▶ Exercise
Rewrite the listing below, replacing each "Emitted" with "Predicted" and keeping everything else the same.

─── Extracted material

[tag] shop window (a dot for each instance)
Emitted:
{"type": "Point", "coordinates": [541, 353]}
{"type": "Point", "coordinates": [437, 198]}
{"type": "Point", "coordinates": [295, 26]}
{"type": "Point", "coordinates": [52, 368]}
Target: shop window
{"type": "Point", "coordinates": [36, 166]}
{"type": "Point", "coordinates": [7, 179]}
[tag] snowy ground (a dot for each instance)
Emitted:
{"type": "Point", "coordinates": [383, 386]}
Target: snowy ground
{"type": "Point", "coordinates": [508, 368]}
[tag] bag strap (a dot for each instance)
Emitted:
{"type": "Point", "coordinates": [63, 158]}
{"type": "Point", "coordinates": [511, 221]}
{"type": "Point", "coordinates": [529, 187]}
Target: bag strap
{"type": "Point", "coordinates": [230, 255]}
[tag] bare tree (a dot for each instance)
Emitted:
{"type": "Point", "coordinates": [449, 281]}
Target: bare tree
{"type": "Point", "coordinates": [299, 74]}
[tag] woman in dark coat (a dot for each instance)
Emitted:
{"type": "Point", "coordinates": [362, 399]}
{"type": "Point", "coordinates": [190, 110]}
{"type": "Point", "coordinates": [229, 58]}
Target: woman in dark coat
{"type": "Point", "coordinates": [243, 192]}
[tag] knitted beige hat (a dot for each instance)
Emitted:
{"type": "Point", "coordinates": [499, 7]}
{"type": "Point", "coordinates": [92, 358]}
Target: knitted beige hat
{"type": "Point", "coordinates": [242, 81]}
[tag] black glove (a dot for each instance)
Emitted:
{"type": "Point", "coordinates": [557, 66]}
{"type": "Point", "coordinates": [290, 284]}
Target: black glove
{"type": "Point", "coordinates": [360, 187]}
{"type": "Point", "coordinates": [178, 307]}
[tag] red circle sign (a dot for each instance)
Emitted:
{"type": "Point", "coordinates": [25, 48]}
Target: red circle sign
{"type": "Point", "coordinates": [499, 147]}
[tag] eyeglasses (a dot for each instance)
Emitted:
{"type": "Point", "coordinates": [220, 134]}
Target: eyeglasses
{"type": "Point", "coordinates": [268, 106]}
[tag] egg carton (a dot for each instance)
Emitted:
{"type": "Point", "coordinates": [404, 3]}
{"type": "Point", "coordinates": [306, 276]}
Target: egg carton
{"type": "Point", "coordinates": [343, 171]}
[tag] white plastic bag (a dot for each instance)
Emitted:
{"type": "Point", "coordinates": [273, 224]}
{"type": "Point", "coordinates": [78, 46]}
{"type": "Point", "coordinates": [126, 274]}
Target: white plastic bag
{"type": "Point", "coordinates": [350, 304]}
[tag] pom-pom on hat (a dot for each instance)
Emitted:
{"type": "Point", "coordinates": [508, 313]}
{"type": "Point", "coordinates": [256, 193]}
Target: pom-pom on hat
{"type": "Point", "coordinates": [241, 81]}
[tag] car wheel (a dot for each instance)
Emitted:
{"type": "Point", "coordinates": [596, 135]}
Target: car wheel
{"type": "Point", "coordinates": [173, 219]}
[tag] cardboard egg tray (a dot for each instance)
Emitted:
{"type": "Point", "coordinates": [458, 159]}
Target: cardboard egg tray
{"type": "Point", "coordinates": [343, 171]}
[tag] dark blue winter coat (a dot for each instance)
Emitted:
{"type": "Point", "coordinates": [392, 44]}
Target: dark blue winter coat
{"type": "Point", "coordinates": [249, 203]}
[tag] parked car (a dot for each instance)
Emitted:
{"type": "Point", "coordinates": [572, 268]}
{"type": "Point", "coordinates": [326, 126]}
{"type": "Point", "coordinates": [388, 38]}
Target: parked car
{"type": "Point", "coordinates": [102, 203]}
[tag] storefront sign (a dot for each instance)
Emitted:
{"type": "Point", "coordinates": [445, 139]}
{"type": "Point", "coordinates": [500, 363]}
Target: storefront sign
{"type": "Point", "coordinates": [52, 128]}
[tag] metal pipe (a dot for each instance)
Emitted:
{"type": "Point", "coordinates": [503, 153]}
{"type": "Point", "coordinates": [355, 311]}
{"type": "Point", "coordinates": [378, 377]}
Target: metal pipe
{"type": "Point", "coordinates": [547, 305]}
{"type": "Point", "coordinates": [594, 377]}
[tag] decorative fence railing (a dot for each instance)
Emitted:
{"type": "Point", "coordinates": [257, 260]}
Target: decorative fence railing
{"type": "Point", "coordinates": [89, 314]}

──────

▶ Written response
[tag] shop window (a dot for each instance)
Predicted:
{"type": "Point", "coordinates": [541, 353]}
{"type": "Point", "coordinates": [437, 198]}
{"type": "Point", "coordinates": [295, 26]}
{"type": "Point", "coordinates": [52, 368]}
Target: shop window
{"type": "Point", "coordinates": [36, 166]}
{"type": "Point", "coordinates": [7, 179]}
[tag] snowy ground (a dot for each instance)
Predicted:
{"type": "Point", "coordinates": [383, 386]}
Target: snowy ground
{"type": "Point", "coordinates": [508, 368]}
[tag] bag strap (a dot for each instance)
Predicted:
{"type": "Point", "coordinates": [63, 158]}
{"type": "Point", "coordinates": [511, 221]}
{"type": "Point", "coordinates": [529, 187]}
Target: bag strap
{"type": "Point", "coordinates": [230, 255]}
[tag] bare tree (a dot for each instance)
Predicted:
{"type": "Point", "coordinates": [449, 281]}
Target: bare tree
{"type": "Point", "coordinates": [299, 74]}
[tag] woman in dark coat (a dot for each instance)
Predicted:
{"type": "Point", "coordinates": [362, 399]}
{"type": "Point", "coordinates": [190, 110]}
{"type": "Point", "coordinates": [229, 58]}
Target: woman in dark coat
{"type": "Point", "coordinates": [243, 192]}
[tag] knitted beige hat (a dot for each instance)
Predicted:
{"type": "Point", "coordinates": [499, 7]}
{"type": "Point", "coordinates": [92, 358]}
Target: knitted beige hat
{"type": "Point", "coordinates": [242, 81]}
[tag] black glove (a dot for each instance)
Predicted:
{"type": "Point", "coordinates": [557, 66]}
{"type": "Point", "coordinates": [290, 284]}
Target: black glove
{"type": "Point", "coordinates": [360, 187]}
{"type": "Point", "coordinates": [178, 307]}
[tag] red circle sign (a dot for each instance)
Predicted:
{"type": "Point", "coordinates": [25, 48]}
Target: red circle sign
{"type": "Point", "coordinates": [499, 147]}
[tag] eyeglasses (a dot for each instance)
Predicted:
{"type": "Point", "coordinates": [220, 134]}
Target: eyeglasses
{"type": "Point", "coordinates": [268, 106]}
[tag] egg carton (a dot for each instance)
Predicted:
{"type": "Point", "coordinates": [404, 3]}
{"type": "Point", "coordinates": [306, 276]}
Target: egg carton
{"type": "Point", "coordinates": [343, 171]}
[tag] white plastic bag (a dot for each instance)
Predicted:
{"type": "Point", "coordinates": [273, 224]}
{"type": "Point", "coordinates": [78, 46]}
{"type": "Point", "coordinates": [126, 274]}
Target: white plastic bag
{"type": "Point", "coordinates": [350, 304]}
[tag] pom-pom on hat (a dot for each instance)
Predicted:
{"type": "Point", "coordinates": [508, 313]}
{"type": "Point", "coordinates": [256, 193]}
Target: pom-pom on hat
{"type": "Point", "coordinates": [241, 81]}
[tag] car wheel (a dot for each instance)
Predicted:
{"type": "Point", "coordinates": [596, 135]}
Target: car wheel
{"type": "Point", "coordinates": [173, 219]}
[tag] cardboard egg tray (a dot for each instance)
Predicted:
{"type": "Point", "coordinates": [458, 159]}
Target: cardboard egg tray
{"type": "Point", "coordinates": [343, 171]}
[tag] dark blue winter coat (a dot for each instance)
Predicted:
{"type": "Point", "coordinates": [392, 44]}
Target: dark blue winter coat
{"type": "Point", "coordinates": [249, 203]}
[tag] parked car (a dot for each instance)
Predicted:
{"type": "Point", "coordinates": [572, 268]}
{"type": "Point", "coordinates": [326, 126]}
{"type": "Point", "coordinates": [388, 38]}
Target: parked car
{"type": "Point", "coordinates": [102, 203]}
[tag] storefront sign (a dot for each instance)
Predicted:
{"type": "Point", "coordinates": [445, 139]}
{"type": "Point", "coordinates": [500, 363]}
Target: storefront sign
{"type": "Point", "coordinates": [52, 128]}
[tag] metal pipe (a dot for each instance)
Predicted:
{"type": "Point", "coordinates": [503, 153]}
{"type": "Point", "coordinates": [355, 311]}
{"type": "Point", "coordinates": [378, 377]}
Target: metal pipe
{"type": "Point", "coordinates": [547, 305]}
{"type": "Point", "coordinates": [594, 377]}
[tag] decorative fence railing (a dot for each instance)
Predicted:
{"type": "Point", "coordinates": [257, 260]}
Target: decorative fence railing
{"type": "Point", "coordinates": [89, 314]}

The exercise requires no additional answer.